**Text under study**:
=-=-=-=-=
Giving the gift of renewed life
Organ Donors Memorial Hall section of the Korea Organ Donation Agency’s Web site has the following passage: “Someday, my doctor would conclude that my brain is no longer functioning. And he would declare that the purpose and will of my living self have come to a stop. Then, don’t let my bed belong to a dead man and make it a bed of a living person. Please give my eyes to someone who has never seen the breathtaking sunset, the innocent faces of children and the eyes of a woman in love. Please give my heart to someone who is suffering from endless pain.”
Kim Won-joong, who was born in 1986, died too young in 2012. The senior at Konkook University majoring in Japanese education was working as a translator for Japanese guests invited by Yeoncheon County, Gyeonggi. At 11:40 p.m. on Aug. 18, he was crossing the street in the rain after doing some grocery shopping. He was struck by a speeding car and taken to Yeoncheon Medical Center, then to Eujeongbu St. Mary’s Hospital, which did not have an intensive care unit or the surgeons to operate.
Only at 4 a.m. the following day did he finally arrive at a hospital in Myeonmok-dong and have surgery. Unfortunately, he missed the golden hour, the time period following injury to perform medical treatment to prevent death.
His brain damage was severe, and the operation was not successful. Upon being transferred to Konkook University Hospital, he was pronounced brain dead on Aug. 21. His parents, who are devout Christians, decided to donate the organs of their son. He had always wanted to become a teacher and was a giving person. So they thought that’s what their son would wish to do. On Aug. 22, his heart, liver, kidneys and small intestines were removed. His father, Kim Yong-cheol, said his son was a handsome and healthy man.
Thanks to the organs from this young and giving man, five people were presented with new lives. Kim Won-joong’s remains are kept at the charnel house in Byeokje Memorial Park.
“My son may have left this world, but his heart is still beating,” said his father. “He is still alive.”
The writing on the Web site ends: “If you want to ever remember me, please remember my kind words and acts only. If you grant my requests, I will live forever.”
I, too, think Kim Won-joong is not dead and will live forever. His parents must be devastated to have their beloved son pass away. Kim’s mother was more involved than her husband when making the decision to donate organs, and she remained composed and reserved during the operation and funeral. But now, Kim’s father said, he often finds her crying quietly at night.
*The author is an editorial writer of the JoongAng Ilbo.
=-=-=-=-=
**Information given**:

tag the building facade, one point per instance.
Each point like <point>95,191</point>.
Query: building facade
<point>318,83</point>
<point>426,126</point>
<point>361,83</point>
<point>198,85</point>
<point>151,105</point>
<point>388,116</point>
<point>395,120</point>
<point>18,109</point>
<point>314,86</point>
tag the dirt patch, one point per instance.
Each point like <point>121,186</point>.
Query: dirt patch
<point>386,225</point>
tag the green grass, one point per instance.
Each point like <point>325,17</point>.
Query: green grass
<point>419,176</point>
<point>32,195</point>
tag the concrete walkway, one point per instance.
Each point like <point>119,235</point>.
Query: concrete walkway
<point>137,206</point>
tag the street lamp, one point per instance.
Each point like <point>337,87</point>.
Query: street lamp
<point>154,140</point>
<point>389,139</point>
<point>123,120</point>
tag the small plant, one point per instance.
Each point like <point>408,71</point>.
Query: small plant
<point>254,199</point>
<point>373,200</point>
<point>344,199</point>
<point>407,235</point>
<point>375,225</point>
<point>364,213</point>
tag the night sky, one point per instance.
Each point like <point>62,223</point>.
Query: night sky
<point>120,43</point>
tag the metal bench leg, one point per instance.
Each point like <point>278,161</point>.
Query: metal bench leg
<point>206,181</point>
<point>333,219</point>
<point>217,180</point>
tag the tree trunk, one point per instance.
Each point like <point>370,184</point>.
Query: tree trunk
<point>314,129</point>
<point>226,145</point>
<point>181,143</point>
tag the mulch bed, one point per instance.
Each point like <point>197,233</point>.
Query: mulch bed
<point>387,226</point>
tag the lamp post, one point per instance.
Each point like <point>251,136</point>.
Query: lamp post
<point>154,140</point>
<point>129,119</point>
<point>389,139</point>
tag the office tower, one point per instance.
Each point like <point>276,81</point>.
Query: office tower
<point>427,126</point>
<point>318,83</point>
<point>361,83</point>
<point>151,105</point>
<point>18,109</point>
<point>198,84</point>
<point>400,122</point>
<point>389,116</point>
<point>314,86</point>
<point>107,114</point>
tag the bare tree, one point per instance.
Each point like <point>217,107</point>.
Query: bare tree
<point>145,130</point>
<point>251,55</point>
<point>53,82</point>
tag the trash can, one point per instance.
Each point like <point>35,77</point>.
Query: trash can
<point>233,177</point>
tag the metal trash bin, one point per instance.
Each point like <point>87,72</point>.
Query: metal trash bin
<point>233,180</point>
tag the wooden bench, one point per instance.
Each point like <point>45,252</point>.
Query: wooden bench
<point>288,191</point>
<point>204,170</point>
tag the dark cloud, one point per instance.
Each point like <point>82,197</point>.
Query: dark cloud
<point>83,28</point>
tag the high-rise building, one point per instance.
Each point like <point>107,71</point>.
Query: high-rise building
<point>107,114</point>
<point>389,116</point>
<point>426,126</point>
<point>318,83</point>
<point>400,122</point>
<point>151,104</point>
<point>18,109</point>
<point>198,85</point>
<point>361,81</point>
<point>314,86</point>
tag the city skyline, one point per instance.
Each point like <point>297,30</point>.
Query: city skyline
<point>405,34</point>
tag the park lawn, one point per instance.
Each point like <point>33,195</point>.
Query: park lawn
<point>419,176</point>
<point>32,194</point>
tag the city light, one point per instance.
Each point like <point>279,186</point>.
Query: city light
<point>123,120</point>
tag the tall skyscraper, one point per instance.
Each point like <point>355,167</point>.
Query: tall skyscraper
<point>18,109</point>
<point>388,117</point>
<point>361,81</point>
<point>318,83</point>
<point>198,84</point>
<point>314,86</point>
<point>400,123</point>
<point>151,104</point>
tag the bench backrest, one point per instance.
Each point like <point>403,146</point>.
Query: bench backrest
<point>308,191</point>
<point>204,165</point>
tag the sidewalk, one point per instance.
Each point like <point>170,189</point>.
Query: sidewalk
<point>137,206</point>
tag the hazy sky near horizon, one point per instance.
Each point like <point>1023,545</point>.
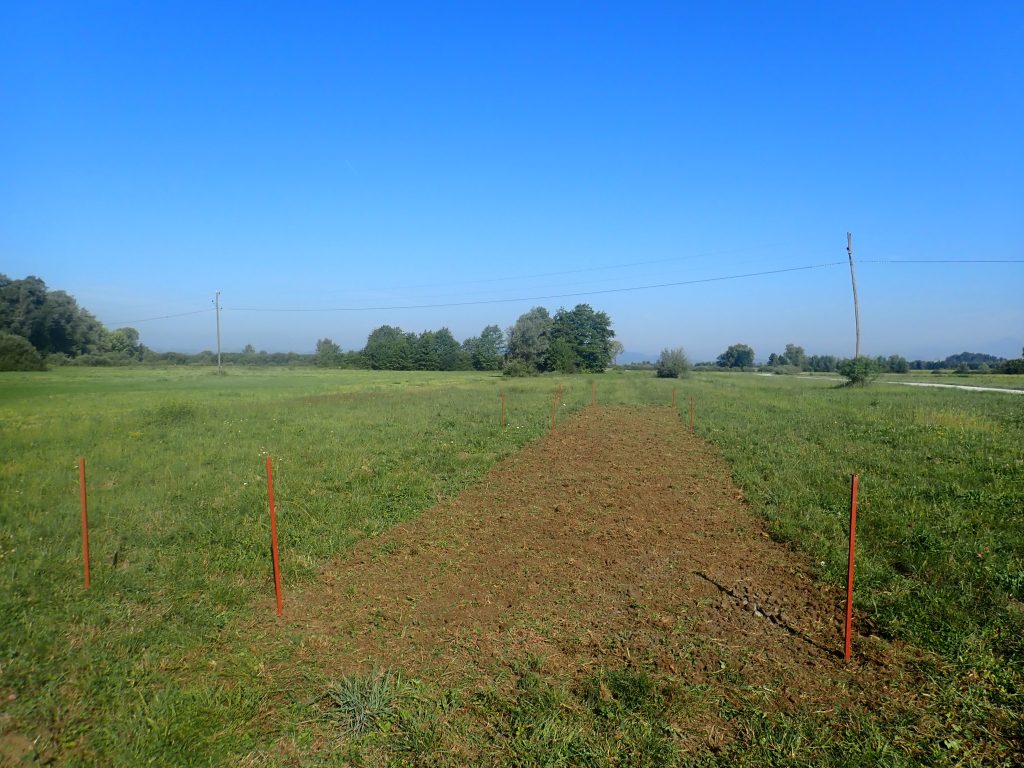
=-=-=-=-=
**Activity list**:
• A. Write out the part of the organ donation column that runs from "The writing on" to "quietly at night.".
• B. List the organs that the organ donation column says were removed from Kim Won-joong on Aug. 22.

**Task-by-task results**:
• A.
The writing on the Web site ends: “If you want to ever remember me, please remember my kind words and acts only. If you grant my requests, I will live forever.”
I, too, think Kim Won-joong is not dead and will live forever. His parents must be devastated to have their beloved son pass away. Kim’s mother was more involved than her husband when making the decision to donate organs, and she remained composed and reserved during the operation and funeral. But now, Kim’s father said, he often finds her crying quietly at night.

• B.
- heart
- liver
- kidneys
- small intestines